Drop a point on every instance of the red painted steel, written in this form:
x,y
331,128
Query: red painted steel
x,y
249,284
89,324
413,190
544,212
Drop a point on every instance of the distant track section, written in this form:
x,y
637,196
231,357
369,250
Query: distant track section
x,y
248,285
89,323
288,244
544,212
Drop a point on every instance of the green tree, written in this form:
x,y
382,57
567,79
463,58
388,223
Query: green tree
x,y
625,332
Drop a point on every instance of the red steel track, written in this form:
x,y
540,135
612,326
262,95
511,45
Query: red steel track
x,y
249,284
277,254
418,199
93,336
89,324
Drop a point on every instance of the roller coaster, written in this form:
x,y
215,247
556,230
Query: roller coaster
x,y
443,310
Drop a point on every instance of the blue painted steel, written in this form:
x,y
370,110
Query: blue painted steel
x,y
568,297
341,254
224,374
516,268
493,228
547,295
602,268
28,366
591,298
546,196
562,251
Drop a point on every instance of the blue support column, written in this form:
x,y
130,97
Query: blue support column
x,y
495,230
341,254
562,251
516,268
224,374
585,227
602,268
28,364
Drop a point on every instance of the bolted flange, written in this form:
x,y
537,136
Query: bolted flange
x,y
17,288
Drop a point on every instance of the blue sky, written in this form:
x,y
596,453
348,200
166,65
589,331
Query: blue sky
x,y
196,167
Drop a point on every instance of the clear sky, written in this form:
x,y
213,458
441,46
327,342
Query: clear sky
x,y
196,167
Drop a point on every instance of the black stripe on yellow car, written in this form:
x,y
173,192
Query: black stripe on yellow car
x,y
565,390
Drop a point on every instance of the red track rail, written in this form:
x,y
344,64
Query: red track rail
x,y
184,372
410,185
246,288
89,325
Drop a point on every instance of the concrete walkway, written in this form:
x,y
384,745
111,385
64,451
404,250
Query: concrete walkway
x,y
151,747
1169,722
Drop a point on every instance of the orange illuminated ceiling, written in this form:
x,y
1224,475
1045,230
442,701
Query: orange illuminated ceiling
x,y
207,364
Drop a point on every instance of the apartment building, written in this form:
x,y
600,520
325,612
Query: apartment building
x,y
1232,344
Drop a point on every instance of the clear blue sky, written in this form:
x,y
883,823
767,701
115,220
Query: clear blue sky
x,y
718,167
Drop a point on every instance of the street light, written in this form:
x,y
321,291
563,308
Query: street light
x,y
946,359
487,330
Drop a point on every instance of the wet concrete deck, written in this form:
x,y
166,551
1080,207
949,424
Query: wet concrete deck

· · · · ·

All of the entries above should be written out again exactly.

Answer ::
Drop a point on every instance of the red painted steel, written in this form:
x,y
331,128
Query: red painted steel
x,y
249,284
89,324
413,190
544,212
Drop a point on every instance of the distant track section, written in this form:
x,y
637,196
231,357
369,250
Query: distant track section
x,y
248,285
89,323
288,244
544,212
Drop a point on every instance of the green tree, written in this form:
x,y
382,57
567,79
463,58
388,223
Query: green tree
x,y
625,332
Drop a point on every instance of the red steel track, written in this form:
x,y
540,135
612,326
262,95
511,45
Query: red steel track
x,y
249,284
277,254
418,199
93,336
89,324
Drop a point on every instance of the roller coaster, written in this form:
x,y
215,247
556,230
Query: roller coaster
x,y
443,310
Drop a point on every instance of the blue painted steel, written in this form:
x,y
370,110
Query: blue painted steel
x,y
568,297
341,254
224,374
516,268
493,228
547,295
602,268
28,366
591,298
546,196
562,251
Drop a point on every instance of the blue support column, written in this form:
x,y
130,97
Query: blue support column
x,y
495,230
341,254
562,251
516,268
224,374
585,227
602,268
28,364
Drop a point on every instance of the bolted flange, written in this form:
x,y
537,136
Query: bolted flange
x,y
17,288
Drop a point on every instance of the blue sky, written in this form:
x,y
596,453
348,200
166,65
589,331
Query: blue sky
x,y
196,167
Drop a point on every instance of the clear sky, written in this form:
x,y
213,458
441,46
327,342
Query: clear sky
x,y
196,167
Drop a point on every instance of the black stripe on yellow car, written in this form:
x,y
173,192
Query: black stripe on yellow car
x,y
565,390
Drop a point on every instance of the red track rail, written in this form:
x,y
344,64
Query: red track rail
x,y
184,372
410,185
246,288
89,325
Drop a point on every instance of the concrete walkway, written in this form:
x,y
384,745
111,385
64,451
404,250
Query: concrete walkway
x,y
151,747
1169,722
Drop a point on every instance of the orange illuminated ceiling, written in this form:
x,y
1224,475
1045,230
442,701
Query: orange illuminated ceiling
x,y
207,364
Drop a point on every instance of the apartment building, written in this form:
x,y
600,520
325,612
Query: apartment building
x,y
1232,344
Drop a point on every instance of the clear blue sky, written in this form:
x,y
883,823
767,701
115,220
Query: clear blue sky
x,y
718,167
Drop a point on every instance of the street light, written in this form:
x,y
321,291
563,308
Query: street light
x,y
946,359
487,330
Drop a point on every instance of the wet concrete deck, written in this form:
x,y
166,551
1080,207
949,424
Query: wet concrete deck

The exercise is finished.